→ **Input data**:

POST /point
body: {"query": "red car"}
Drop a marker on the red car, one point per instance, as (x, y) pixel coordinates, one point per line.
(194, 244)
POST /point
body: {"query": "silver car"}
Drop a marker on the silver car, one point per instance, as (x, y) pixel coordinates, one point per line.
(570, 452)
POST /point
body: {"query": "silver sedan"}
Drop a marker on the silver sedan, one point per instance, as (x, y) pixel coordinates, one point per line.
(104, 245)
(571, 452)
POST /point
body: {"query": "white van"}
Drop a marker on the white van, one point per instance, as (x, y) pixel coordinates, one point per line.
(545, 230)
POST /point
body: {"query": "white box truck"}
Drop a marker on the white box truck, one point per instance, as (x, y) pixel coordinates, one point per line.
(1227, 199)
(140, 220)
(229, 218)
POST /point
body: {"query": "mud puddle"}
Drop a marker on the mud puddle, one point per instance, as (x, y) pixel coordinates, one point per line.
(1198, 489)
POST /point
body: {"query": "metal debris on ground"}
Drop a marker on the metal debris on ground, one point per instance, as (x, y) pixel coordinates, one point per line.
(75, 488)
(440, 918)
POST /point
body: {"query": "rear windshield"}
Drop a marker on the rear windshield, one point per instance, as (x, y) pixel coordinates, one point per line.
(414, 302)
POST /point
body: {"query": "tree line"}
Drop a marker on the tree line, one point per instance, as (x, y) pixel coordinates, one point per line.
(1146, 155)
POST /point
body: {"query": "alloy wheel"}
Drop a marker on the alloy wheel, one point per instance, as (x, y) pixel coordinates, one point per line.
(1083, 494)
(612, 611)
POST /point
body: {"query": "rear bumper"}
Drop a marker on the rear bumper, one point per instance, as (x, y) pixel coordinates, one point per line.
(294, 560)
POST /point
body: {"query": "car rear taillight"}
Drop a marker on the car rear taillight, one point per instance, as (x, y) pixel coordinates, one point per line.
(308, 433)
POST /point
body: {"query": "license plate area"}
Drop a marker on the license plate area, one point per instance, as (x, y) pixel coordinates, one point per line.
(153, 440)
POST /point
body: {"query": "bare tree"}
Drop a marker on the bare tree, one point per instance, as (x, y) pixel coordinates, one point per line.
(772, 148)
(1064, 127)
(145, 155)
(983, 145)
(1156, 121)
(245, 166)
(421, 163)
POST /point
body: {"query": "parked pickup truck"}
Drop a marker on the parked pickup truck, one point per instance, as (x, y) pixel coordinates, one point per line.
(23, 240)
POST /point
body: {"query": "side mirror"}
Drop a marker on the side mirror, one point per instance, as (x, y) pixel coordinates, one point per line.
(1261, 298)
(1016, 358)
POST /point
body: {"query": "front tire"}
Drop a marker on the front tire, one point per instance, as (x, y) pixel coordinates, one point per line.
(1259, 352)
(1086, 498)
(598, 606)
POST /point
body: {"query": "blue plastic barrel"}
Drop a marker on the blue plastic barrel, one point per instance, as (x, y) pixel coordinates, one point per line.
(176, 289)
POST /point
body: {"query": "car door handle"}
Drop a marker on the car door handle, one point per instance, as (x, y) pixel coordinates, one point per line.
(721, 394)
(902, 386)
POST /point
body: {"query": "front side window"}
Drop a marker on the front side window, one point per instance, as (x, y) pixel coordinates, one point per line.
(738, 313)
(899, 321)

→ **Task brief**:
Write the entries out again verbatim, every one of them.

→ **Task output**:
POST /point
body: {"query": "red car"}
Drop a marker on the red car, one point per instance, as (x, y) pixel coordinates, one point per line.
(194, 244)
POST /point
body: {"query": "silver car"}
Drop a marker on the silver car, one point per instance, as (x, y) pixel coordinates, one point per line.
(570, 452)
POST /point
body: {"query": "silver sedan"}
Drop a marker on the silver sedan, one point per instance, as (x, y) pixel coordinates, one point per line.
(104, 245)
(571, 452)
POST /point
body: {"query": "white van"}
Drop a marker on the white van, one point per instance, as (x, y) pixel coordinates, one point per line.
(545, 230)
POST /point
body: {"query": "white box truck"}
Drop a marker on the white box truck, one point per instance, as (x, y) pixel coordinates, one point per line.
(1227, 199)
(140, 220)
(229, 218)
POST /point
body: {"query": "mud puddle"}
Drop a marker on the mud puddle, one point per instance, as (x, y) pixel coordinates, one point per line.
(1198, 489)
POST /point
body: {"query": "metal debris on ground"}
Drop a marker on the metal debris on ground, one point per instance, as (x, y) pixel coordinates, one point per line.
(75, 488)
(440, 918)
POST /point
body: {"query": "rear windshield"}
Drop a marker on the rear windshield, one point per instance, as (x, y) pixel coordinates, one point per line.
(414, 302)
POST /point
body: {"query": "tree line"}
Drop a marker on the tree line, one point per instance, as (x, y) pixel coordinates, one point per line.
(1146, 155)
POST /point
body: {"query": "alloy wheel"}
Drop a marker on the alloy wheel, one point per instance, as (x, y) pixel coordinates, one point per line.
(1083, 494)
(612, 611)
POST /point
body: {"query": "rear bumper"}
Drop a marker on the rear bumper, one point per instance, as (x, y) pixel coordinates, one point per line.
(294, 560)
POST /point
body: {"query": "car rear taillight"}
Drop a marker on the car rear taillight, one point per instance, as (x, y) pixel coordinates, one point per line.
(308, 433)
POST /point
body: {"query": "license plate area"}
Drop a marker on the license plate area, one point per instance, as (x, y) pixel coordinates, one point per line.
(153, 440)
POST /point
body: {"query": "bare tree"}
Drop a marker on the bare tree, one point per instance, as (x, y) pixel coordinates, one point per line.
(772, 148)
(1064, 127)
(145, 155)
(983, 145)
(1156, 121)
(245, 166)
(421, 163)
POST /point
body: {"query": "parked pickup truck"}
Drop a marker on the parked pickup truck, one point per instance, as (x, y) pixel coordinates, one point per line.
(23, 240)
POST /point
body: {"query": "side mirror"}
Drop a marker on the side mirror, one point per instance, as (x, y) pixel coordinates, one point per line.
(1261, 298)
(1016, 358)
POST /point
body: {"query": "front tire"}
Drop a marker on the front tire, one point per instance, as (x, y) pixel coordinates, one point per line.
(1259, 352)
(1086, 498)
(598, 606)
POST /point
body: {"query": "blue plastic barrel"}
Drop a marker on the blue plastic barrel, one point per instance, as (x, y) pixel coordinates, one point per line.
(176, 289)
POST /point
body: {"query": "car door handle"}
Drop a marker on the car door handle, one point per instance, as (x, y) pixel coordinates, one point per line.
(721, 394)
(902, 386)
POST /point
body: {"query": "front side window"}
Drop a marker on the front side window, one point per instance, as (x, y) pixel coordinates, one point per line.
(738, 313)
(899, 321)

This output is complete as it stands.